◆ TASK DATA:
BEGIN

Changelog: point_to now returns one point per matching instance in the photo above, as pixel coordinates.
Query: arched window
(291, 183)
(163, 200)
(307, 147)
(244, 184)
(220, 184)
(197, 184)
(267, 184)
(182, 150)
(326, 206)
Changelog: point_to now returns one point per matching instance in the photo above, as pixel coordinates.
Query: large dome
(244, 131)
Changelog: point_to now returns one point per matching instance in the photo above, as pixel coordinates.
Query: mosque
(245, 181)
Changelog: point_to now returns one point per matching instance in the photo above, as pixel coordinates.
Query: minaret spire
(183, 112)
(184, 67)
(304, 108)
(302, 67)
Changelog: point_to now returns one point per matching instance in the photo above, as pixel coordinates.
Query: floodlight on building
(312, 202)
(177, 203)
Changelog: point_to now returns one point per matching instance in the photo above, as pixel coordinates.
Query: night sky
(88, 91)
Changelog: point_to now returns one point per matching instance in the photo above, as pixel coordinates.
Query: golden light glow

END
BEGIN

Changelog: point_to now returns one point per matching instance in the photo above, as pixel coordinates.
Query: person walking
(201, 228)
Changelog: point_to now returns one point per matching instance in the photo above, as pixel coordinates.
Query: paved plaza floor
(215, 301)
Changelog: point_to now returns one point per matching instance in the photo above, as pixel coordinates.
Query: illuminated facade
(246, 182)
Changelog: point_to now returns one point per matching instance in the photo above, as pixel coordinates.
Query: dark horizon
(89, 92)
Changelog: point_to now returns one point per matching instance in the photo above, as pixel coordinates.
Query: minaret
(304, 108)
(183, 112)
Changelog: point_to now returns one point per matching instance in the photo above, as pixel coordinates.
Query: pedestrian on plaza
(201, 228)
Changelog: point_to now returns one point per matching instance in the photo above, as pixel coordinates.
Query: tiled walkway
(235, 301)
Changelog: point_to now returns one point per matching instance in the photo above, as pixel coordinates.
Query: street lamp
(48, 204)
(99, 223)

END
BEGIN

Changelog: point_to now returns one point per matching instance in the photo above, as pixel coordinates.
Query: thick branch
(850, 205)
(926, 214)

END

◆ EXERCISE REQUIREMENTS: Beginning with the line that has "Query: large dome" and ending with the line that has "Query: golden light glow", set down the lines above exactly and include no others.

◆ RESPONSE FOR THIS EXERCISE:
Query: large dome
(244, 131)
Changelog: point_to now returns one point per matching instance in the photo above, as pixel coordinates.
Query: mosque
(245, 181)
Changelog: point_to now returns one point per matching instance in the photo above, as pixel coordinates.
Query: minaret spire
(183, 112)
(184, 67)
(304, 108)
(302, 67)
Changelog: point_to now returns one point per matching instance in the photo above, as pixel coordinates.
Query: floodlight on building
(312, 202)
(177, 203)
Changelog: point_to now returns one point per matching instance in the photo above, as pixel coordinates.
Query: night sky
(88, 91)
Changelog: point_to now returns one point per matching instance in the photo above, as pixel coordinates.
Query: golden light glow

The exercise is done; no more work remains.